Under pressure from both houses, the government now looks set to restrict the use of the 'Henry VIII powers' and to give Parliament a vote on a new Act of Parliament which will put the terms of any withdrawal agreement and exit terms, as well as the detail of transitional arrangements, into law. The government argues that this is a meaningful vote on Brexit but if there is no deal on which to vote, and we simply fall out of the EU on 30 March 2019, then there is currently no option for Parliament to have any further influence. Moreover, the government suggests the vote would be 'take it or leave it' so if Parliament were to vote down the new law, we would be leaving on a 'no deal' basis. The government recently announced the Withdrawal Agreement and Implementation Bill, which is intended to put the terms of any withdrawal agreement with the EU and any transitional arrangements into statute.
A second referendum and withdrawal of Article 50 notification?
There are sporadic calls for a second referendum which would give the UK the option to reject any Brexit deal and either stay or leave, or to accept the deal and leave. That presumes we have a deal to either accept or reject. If negotiations fail to progress and we find ourselves peering over the cliff this time next year, we may see calls increase for a re-run of the original referendum. Legally there is nothing to prevent the UK from doing this but how the EU might choose to deal with any decision to change the outcome, is still open.

INFORMATION GIVEN →

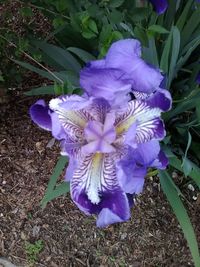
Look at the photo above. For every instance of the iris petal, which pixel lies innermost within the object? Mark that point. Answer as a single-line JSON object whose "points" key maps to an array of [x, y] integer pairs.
{"points": [[95, 187], [149, 124]]}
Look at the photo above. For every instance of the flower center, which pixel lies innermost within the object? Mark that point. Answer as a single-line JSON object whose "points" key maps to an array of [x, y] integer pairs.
{"points": [[100, 136]]}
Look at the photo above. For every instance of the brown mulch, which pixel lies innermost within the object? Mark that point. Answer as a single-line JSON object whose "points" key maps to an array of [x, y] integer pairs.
{"points": [[151, 238]]}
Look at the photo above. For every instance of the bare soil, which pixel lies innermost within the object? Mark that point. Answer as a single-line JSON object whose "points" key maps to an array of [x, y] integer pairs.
{"points": [[151, 238]]}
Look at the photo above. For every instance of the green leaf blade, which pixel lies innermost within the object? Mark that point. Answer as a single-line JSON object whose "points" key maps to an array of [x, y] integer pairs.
{"points": [[181, 214]]}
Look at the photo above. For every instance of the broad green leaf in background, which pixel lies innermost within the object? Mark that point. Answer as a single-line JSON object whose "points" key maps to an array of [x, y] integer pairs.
{"points": [[186, 163], [59, 55], [44, 90], [53, 179], [49, 75], [115, 3], [184, 15], [192, 23], [164, 62], [167, 185], [157, 28], [150, 53], [195, 172], [174, 54], [82, 54], [59, 190]]}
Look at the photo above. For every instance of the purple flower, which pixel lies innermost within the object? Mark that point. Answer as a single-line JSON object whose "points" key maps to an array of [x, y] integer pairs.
{"points": [[124, 71], [107, 150], [160, 6]]}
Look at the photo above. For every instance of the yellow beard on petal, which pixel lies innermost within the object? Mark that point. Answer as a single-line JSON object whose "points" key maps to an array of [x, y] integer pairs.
{"points": [[125, 125]]}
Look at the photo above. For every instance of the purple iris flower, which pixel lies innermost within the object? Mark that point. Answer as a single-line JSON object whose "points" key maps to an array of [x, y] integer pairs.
{"points": [[109, 149], [160, 6], [124, 71]]}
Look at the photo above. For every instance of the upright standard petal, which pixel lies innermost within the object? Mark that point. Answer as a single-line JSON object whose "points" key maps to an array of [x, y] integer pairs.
{"points": [[107, 83], [160, 6], [126, 56], [161, 98], [40, 114]]}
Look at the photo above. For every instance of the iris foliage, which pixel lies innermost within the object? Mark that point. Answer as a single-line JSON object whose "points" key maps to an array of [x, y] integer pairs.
{"points": [[84, 31]]}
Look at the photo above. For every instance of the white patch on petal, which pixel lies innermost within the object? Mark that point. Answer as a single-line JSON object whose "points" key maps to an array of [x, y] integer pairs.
{"points": [[137, 111], [95, 174], [54, 103]]}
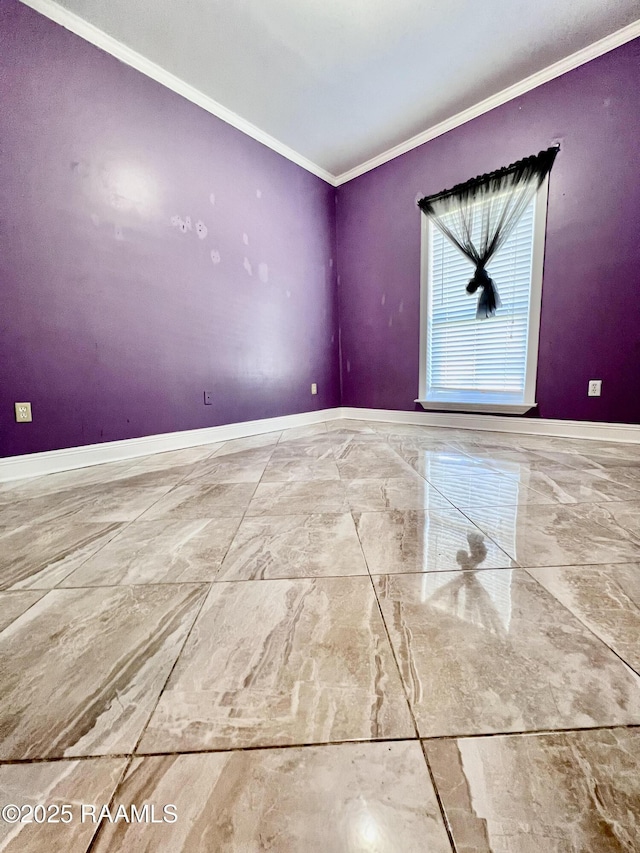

WHAT TO WORK ON →
(a) Please reproduce the Brexit passage word for word, everything from "A second referendum and" down to "is still open.".
(b) Write the next part of the Brexit passage, picking up after its final sentence.

RESULTS →
(a)
A second referendum and withdrawal of Article 50 notification?
There are sporadic calls for a second referendum which would give the UK the option to reject any Brexit deal and either stay or leave, or to accept the deal and leave. That presumes we have a deal to either accept or reject. If negotiations fail to progress and we find ourselves peering over the cliff this time next year, we may see calls increase for a re-run of the original referendum. Legally there is nothing to prevent the UK from doing this but how the EU might choose to deal with any decision to change the outcome, is still open.

(b)
Confusion reigns over whether or not Article 50 notification can be withdrawn should the UK change its mind. Donald Tusk, President of the EU Council, has said that it can be, as has the author of Article 50, Lord Kerr. Chief negotiator for the UK, David Davis, is non-committal on the subject. The likelihood is that if there were political will from the EU27 and the UK, the notification could be withdrawn, whatever the legalities might be. The reality, however, is that time is running out to withdraw it given the two year time limit on negotiations, and there are currently no indications of a sufficient swing of public opinion within that time.
At the time of writing, there is no mainstream political appetite expressed (beyond the staunchest Remainers) for a second referendum but this could change if progress is not made next year and public opinion shifts dramatically. It's also worth mentioning that a general election during 2018 cannot be ruled out, although there is considerable incentive for the Conservative Party to avoid one, given the outcome would be far from certain. A Labour government could significantly change the course of Brexit.
Stranger things have happened so we hesitate to rule out either a further election or a second referendum in 2018, however unlikely either may look at the moment.
For the majority of business, the legal niceties are all very well but what really counts is the impact Brexit has on their ability to trade. The government recently introduced a Trade Bill 2017-19 into Parliament which provides the legal framework to put in place trade policy outlined in its white paper on future UK trade policy (TWP).
The government has reiterated its commitment to forging a new trading relationship with the EU and transitioning existing EU trade agreements with non-EU countries. It intends to pursue future agreements between the UK and non-EU countries during any transitional period after leaving the EU, but these will not come into effect during that time unless consistent with the terms of the exit agreement.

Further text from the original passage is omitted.